Please return every line from the entries that has the string "smoke" in it.

● Region pointing data:
■ ■ ■ ■ ■

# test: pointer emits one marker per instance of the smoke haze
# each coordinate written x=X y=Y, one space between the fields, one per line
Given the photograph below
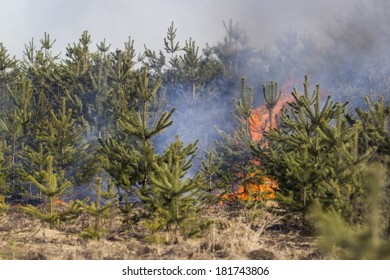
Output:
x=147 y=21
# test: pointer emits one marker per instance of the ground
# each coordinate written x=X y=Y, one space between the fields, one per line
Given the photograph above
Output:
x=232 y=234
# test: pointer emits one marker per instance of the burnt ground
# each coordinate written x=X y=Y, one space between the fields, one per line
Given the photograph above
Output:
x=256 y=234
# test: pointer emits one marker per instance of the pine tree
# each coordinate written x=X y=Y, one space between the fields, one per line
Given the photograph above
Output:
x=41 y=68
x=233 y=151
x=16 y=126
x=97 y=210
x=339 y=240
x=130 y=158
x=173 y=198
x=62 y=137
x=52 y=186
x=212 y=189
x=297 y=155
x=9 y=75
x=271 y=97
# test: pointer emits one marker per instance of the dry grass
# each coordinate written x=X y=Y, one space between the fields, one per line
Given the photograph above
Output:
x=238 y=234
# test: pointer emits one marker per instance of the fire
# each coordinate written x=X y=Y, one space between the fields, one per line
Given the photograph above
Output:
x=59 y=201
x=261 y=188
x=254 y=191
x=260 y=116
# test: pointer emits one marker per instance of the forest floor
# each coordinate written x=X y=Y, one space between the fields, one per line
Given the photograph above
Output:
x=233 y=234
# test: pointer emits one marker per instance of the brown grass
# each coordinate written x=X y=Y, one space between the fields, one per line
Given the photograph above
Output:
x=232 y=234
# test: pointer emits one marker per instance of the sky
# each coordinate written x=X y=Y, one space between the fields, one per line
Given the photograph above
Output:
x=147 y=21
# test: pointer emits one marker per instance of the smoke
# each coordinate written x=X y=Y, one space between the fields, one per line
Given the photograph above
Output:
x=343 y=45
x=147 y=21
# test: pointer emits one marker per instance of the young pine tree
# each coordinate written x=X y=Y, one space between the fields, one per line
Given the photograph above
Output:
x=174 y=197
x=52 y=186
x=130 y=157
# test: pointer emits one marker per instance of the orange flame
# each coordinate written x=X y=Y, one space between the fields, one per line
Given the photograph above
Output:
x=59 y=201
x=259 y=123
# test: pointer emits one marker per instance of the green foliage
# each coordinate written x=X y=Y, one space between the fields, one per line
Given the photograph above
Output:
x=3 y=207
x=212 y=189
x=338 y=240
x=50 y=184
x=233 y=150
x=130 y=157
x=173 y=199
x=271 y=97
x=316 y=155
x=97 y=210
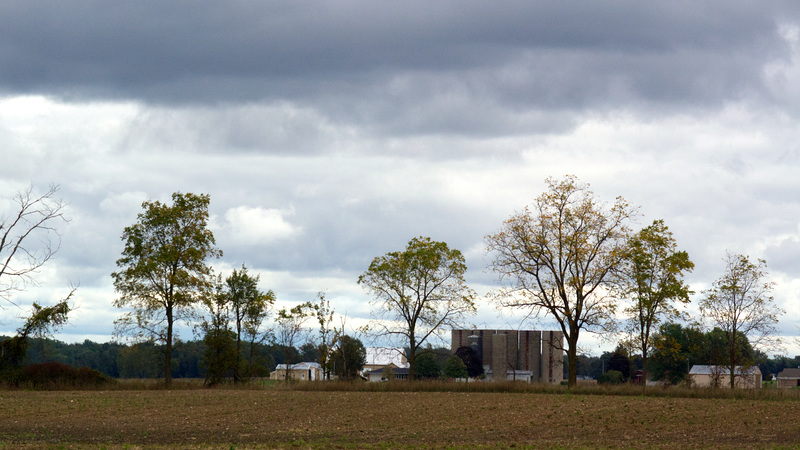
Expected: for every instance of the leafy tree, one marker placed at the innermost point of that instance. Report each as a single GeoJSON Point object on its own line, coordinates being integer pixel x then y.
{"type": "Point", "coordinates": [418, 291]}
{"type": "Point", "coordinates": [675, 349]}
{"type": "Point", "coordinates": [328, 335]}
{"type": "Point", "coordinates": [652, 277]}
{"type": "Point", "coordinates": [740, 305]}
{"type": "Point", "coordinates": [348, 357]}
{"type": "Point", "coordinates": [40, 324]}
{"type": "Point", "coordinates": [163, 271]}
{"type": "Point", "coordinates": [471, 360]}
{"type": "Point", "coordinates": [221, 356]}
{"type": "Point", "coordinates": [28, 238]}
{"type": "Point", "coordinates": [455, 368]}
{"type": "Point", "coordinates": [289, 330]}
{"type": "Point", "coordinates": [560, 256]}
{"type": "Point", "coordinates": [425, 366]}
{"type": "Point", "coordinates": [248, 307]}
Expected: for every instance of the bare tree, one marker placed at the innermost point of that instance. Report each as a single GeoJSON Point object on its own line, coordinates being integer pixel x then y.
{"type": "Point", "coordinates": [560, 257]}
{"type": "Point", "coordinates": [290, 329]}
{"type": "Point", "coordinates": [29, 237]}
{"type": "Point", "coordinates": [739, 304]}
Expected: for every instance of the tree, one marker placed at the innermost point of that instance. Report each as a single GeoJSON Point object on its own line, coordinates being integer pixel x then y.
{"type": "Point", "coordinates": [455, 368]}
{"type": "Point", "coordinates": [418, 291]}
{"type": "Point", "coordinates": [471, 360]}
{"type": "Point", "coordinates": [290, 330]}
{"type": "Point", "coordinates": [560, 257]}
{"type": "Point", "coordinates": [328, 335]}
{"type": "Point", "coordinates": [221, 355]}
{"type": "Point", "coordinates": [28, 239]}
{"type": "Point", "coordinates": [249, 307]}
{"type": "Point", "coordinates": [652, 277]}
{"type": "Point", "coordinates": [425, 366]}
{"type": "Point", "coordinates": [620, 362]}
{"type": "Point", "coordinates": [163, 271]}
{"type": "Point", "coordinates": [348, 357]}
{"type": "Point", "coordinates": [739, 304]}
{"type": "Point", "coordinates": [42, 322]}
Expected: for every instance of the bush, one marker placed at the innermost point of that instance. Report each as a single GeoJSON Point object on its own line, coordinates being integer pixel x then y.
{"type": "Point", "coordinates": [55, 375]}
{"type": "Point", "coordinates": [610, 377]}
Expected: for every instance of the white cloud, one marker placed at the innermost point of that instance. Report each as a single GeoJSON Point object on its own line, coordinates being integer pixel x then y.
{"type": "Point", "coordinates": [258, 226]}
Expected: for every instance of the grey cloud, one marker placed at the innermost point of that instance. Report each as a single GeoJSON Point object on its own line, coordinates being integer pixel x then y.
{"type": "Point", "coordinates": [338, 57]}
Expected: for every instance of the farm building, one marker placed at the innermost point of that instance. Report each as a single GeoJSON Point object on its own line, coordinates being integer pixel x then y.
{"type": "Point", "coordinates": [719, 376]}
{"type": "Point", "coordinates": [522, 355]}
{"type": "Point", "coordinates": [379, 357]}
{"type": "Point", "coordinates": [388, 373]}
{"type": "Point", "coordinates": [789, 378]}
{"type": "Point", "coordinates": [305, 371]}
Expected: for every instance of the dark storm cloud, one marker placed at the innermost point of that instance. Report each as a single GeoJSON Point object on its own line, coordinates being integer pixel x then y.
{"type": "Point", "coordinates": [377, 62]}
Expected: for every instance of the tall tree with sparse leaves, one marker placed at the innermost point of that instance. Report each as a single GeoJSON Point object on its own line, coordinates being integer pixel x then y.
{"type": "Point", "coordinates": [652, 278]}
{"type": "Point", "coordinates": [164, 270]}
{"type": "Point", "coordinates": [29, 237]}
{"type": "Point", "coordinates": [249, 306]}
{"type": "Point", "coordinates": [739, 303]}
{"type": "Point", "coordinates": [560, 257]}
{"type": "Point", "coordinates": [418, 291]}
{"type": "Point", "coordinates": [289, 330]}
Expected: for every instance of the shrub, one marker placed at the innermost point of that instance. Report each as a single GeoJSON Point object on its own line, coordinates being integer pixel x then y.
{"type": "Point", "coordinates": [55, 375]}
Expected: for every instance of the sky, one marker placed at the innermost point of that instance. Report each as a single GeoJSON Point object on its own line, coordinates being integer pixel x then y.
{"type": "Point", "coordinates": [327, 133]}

■ ■ ■ ■ ■

● Reply to the task:
# test: pointer emits one marker per instance of the smoke haze
# test: pointer emits one marker per instance of the smoke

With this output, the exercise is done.